■ WORK REQUEST A:
Could you write out, word for word, the part of the article on failing students that begins with the words "1. Identify failure" and ends after the words "more than others."?
■ WORK REQUEST B:
Can you go on with the article about helping failing students, starting right after its final sentence?

■ EXTRACT PROVIDED:
The Internet TESL Journal

What to Do with Failing Students

Marty Dawley
Mrvolvo [at]
Spring International Language Center
5900 S. Santa Fe Drive, Littleton, Colorado, USA 80120
Why does failure bother teachers so much? When the student fails, we feel we have failed.

Over the years I have found that one of the biggest problems my colleagues have is the feeling of personal failure that comes when their teaching doesn't work, when they teach, but some students just won't learn. I always encourage them not to ignore the problem, but instead to make it their responsibility to try to help those failing students find a way to succeed. Success does not always mean passing a class or even learning the material. Sometimes it means students must learn other lessons about themselves and how to work in school and the world. Sometimes the results of your work still seem negligible or even negative, but trying to help is our solemn responsibility. Looking at the whole student and trying to help him learn how to accomplish his goals or choose other goals is a major part of our jobs. What is failure? Failure is when a student doesn't leave the class knowing more than when he entered. There are many types of failing students. They all deserve our help.

Helping Students to Succeed: A Twelve Step Program

  1. Identify failure early and act on it. This includes getting evidence of students level and abilities within the first week of class through testing, in class writing, and interviews.

  2. Confront the student privately with facts (test papers, lack of study and homework, class requirements including time, etc.). Many students are anxious to deny there is a problem. "Don't worry, teacher. No problem." Be specific and blunt. " There is not a single correct sentence in this composition." Also use your good judgment. Some students need this more than others.

  3. Get the student to verbalize her own problem and identify causes and solutions. Don't allow the student to minimize the problem. Analyze the problem with the student. This self recognition is the key to any self help program. The student must recognize the problem and decide she wants to fix it.

  4. Listen. Be honest and direct in your responses. Offer respect and encouragement. Listen and look with great attention. Look at the distance a student holds the book from him as he reads. Listen to what she says about her study time. Let the time you spend with this student be exploratory. You may have only seen symptoms of the problem, but not have any idea of its source.

  5. Help the student create a plan of action with realistic goals. Help her to move back to a reasonable starting place. Help her develop steps to reaching her goal. Don't guarantee her a passing grade. Offer her a chance to make progress.

  6. Make sure the student adopts the plan as his own set of goals and responsibilities. Let him write or articulate his plans. Check carefully to see if you are on the same track. Make sure he includes his own ideas.

■ GIVEN INFORMATION:
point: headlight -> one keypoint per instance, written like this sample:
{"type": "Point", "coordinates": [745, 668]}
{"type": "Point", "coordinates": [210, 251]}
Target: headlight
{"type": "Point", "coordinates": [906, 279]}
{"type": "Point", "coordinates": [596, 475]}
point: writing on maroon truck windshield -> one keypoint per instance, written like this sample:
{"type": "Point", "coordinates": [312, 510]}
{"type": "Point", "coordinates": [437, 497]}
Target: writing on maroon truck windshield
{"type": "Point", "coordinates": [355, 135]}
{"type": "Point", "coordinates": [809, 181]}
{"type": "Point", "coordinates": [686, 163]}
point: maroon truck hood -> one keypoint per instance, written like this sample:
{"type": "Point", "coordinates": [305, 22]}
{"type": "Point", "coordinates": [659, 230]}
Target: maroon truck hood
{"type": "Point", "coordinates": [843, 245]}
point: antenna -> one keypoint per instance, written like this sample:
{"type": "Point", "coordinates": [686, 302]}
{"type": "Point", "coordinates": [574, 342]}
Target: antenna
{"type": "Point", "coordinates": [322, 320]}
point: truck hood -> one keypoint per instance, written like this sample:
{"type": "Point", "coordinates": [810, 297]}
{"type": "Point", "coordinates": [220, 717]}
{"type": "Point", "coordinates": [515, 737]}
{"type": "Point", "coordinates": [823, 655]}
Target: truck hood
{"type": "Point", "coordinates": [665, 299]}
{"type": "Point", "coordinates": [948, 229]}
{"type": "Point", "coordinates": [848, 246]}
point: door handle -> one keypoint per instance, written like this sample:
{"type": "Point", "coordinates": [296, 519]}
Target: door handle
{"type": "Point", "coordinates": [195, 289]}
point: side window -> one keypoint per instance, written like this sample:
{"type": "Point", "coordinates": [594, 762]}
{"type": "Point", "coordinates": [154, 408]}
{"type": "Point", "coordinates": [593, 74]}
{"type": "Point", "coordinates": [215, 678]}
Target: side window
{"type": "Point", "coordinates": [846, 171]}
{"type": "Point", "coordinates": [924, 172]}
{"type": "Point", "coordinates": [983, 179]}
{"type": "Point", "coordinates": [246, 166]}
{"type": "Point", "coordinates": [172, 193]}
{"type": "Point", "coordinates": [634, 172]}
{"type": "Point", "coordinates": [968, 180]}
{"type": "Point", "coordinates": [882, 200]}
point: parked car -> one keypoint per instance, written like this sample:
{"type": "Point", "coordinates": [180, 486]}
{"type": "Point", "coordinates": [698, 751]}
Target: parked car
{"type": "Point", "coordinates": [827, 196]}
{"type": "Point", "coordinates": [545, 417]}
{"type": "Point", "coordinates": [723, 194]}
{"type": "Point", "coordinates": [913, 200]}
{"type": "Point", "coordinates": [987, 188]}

■ RESPONSE A:
1. Identify failure early and act on it. This includes getting evidence of students level and abilities within the first week of class through testing, in class writing, and interviews.

  2. Confront the student privately with facts (test papers, lack of study and homework, class requirements including time, etc.). Many students are anxious to deny there is a problem. "Don't worry, teacher. No problem." Be specific and blunt. " There is not a single correct sentence in this composition." Also use your good judgment. Some students need this more than others.

■ RESPONSE B:
  7. Follow up on the plan daily or each time you meet. Let the student know you are interested in her success. Congratulate her on daily successes in front of others if it's appropriate. "Your grammar was much better in this paper." "This is your highest grade this term." Your reinforcements can become less regular as the student improves.

  8. Remind the student of his goals. Be positive, but firm. Don't reinforce the student's bad reputation. Don't make negative comments in front of the class, but do ask him to come and see you. He may need help. Watch for backsliding. Old habits are hard to break.

  9. Be a resource. Offer or locate additional instruction and materials at an appropriate level. Keep files to help you come up with materials easily. Peer tutors are another valuable tool. Know what other classes and community resources are available to help a student in need.

  10. Vary your approach to help keep students interested and to accommodate varied learning styles, and intelligences. Give your failing student a chance to shine. Don't lower your standards to accommodate a student who is "working hard." Your whole class will benefit from this step.

  11. Acknowledge growth even when it does not include passing a test or class. Make sure you spend time with that student before she receives an F on a major paper, a test, or the class. A minute before class begins is all it takes to say, "Those passive verbs are still really hard for you, but I could see you worked on them. Let's try again." Once again, let the student verbalize his own growth. "Do you read better now than you did nine weeks ago?" "Yes, I do. I know more words, and I read better." Don't give a student a passing grade for trying hard. It only takes her to a harder, more impossible level.

  12. Keep a professional outlook. If you have followed this plan, you have done your best. The student is responsible for his successes and failures.